Segment Start: Exercise inputs

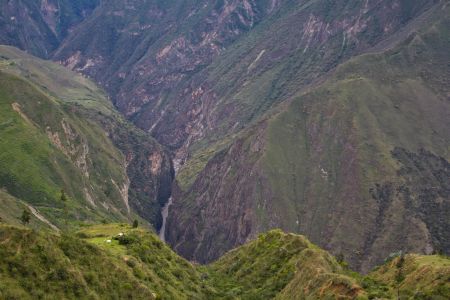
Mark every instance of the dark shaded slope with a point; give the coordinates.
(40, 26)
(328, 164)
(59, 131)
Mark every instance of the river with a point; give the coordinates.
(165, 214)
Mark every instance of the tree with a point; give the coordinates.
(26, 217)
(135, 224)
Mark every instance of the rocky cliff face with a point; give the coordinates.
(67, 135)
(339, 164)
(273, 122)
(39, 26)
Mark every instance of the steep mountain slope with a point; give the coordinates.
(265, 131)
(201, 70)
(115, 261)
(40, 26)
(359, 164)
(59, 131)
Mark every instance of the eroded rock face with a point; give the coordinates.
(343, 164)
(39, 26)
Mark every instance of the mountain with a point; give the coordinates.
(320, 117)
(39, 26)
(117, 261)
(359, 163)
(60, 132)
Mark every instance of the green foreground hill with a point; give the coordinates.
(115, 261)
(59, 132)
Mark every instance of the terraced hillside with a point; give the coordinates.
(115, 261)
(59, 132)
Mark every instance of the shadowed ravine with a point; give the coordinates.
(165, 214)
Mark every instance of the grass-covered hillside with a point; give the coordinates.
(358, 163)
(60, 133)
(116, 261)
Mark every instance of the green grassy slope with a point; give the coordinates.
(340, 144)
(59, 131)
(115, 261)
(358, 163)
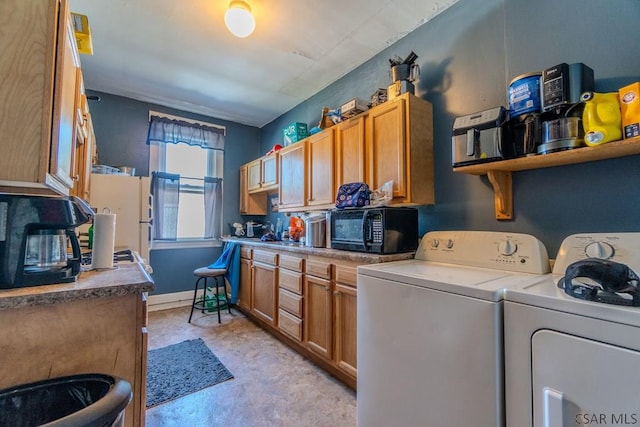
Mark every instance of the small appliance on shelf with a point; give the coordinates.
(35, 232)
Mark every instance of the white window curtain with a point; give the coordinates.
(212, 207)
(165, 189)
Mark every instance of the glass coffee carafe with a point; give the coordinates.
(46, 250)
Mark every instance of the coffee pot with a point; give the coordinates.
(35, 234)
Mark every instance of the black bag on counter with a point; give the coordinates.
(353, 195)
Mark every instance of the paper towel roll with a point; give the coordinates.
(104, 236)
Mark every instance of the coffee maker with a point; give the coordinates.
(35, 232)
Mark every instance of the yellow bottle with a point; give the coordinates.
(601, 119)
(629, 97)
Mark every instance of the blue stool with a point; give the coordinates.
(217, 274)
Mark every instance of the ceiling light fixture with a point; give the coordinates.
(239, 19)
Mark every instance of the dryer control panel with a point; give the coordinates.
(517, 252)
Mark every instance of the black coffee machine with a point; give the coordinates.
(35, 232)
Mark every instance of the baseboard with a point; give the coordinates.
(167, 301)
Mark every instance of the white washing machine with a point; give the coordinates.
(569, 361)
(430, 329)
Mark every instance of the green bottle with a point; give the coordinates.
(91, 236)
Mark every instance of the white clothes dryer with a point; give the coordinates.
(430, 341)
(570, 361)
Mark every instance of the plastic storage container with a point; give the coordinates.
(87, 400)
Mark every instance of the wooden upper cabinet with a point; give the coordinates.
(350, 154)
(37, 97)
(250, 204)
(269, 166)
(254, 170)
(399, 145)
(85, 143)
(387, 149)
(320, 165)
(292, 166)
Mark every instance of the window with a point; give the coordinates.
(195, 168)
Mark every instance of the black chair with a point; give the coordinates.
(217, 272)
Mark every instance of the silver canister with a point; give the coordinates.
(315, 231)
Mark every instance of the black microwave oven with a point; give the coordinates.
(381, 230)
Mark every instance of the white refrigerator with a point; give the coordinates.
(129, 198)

Segment End: Exercise inputs

> _Problem_:
Where an entry holds a picture, leave the picture out and output the rest exactly.

> _Task output_:
Mark every instance of the dark shaded slope with a point; give the coordinates.
(40, 26)
(328, 164)
(59, 131)
Mark every instance of the river with a point; give the coordinates.
(165, 214)
Mark every instance of the tree with a point; give the coordinates.
(26, 217)
(135, 224)
Mark every instance of the rocky cliff face with a point; give the coordinates.
(67, 135)
(339, 164)
(273, 122)
(39, 26)
Mark every instance of the steep mountain slope with a point; give the coordinates.
(265, 131)
(201, 70)
(115, 261)
(40, 26)
(359, 164)
(59, 131)
Mark every instance of the eroded rock face with a point; give the coordinates.
(343, 164)
(39, 26)
Mark every instance of the mountain with a point; give the coordinates.
(320, 117)
(39, 26)
(117, 261)
(359, 163)
(60, 132)
Mark every instance of the green foreground hill with a point; give the coordinates.
(115, 261)
(59, 132)
Mark every instance of the terraced hillside with a point; give the coordinates.
(115, 261)
(59, 132)
Mark every instance of the shadowed ravine with a point; give the coordinates.
(165, 214)
Mark every instance of the grass-covered hillside with a point; give the coordinates.
(358, 163)
(60, 133)
(116, 261)
Mark every instance of the green grassy slope with a point; give the coordinates.
(340, 144)
(59, 131)
(115, 261)
(358, 163)
Mark every instance of the small appliance on shelf with a point; give the coordinates.
(35, 232)
Mark every instance of the white window curtain with a point; give the coordinates.
(212, 207)
(165, 189)
Mark every instance of the glass coffee carafe with a point; give the coordinates.
(46, 250)
Mark every instance of the coffee pot with a point; give the coordinates.
(35, 234)
Mark every instance of the black bag on counter with a point; give the coordinates.
(353, 195)
Mark every instance of the paper towel roll with a point; give the coordinates.
(104, 236)
Mark every instance of the coffee maker with a point; give the coordinates.
(35, 232)
Mark every instance of the yellow bottle with a point; give the coordinates.
(601, 119)
(629, 97)
Mark every instance of the blue stool with a point; give the coordinates.
(217, 274)
Mark every instance of the ceiling light fixture with a point; give the coordinates.
(239, 19)
Mark every instance of the dryer control panel with a point; give the coordinates.
(517, 252)
Mark every instance of the black coffee machine with a point; give the coordinates.
(35, 232)
Mark every instance of the baseboard with a point; give the coordinates.
(167, 301)
Mark every instance of the white washing machine with a point; give the coordinates.
(569, 361)
(430, 329)
Mark every instance of the green bottle with a point; give the coordinates.
(91, 236)
Mark every instance of the white clothes dryer with a point; give the coordinates.
(430, 341)
(570, 361)
Mark every instance of the plastic storage container with a point; give the coordinates.
(87, 400)
Mark every instance of the wooden upper cabinet with a point; give the coordinates.
(350, 154)
(37, 97)
(250, 204)
(269, 166)
(254, 170)
(399, 145)
(85, 143)
(387, 149)
(320, 165)
(292, 166)
Mark every instance of the window with a point; give the coordinates.
(195, 168)
Mark every instance of the black chair with a point; give the coordinates.
(217, 272)
Mark every instance of the silver canister with a point; give the coordinates.
(315, 231)
Mark every instance of the black microwave oven with a point; give the coordinates.
(381, 230)
Mark every instance of the white refrigerator with a point; give the coordinates.
(129, 198)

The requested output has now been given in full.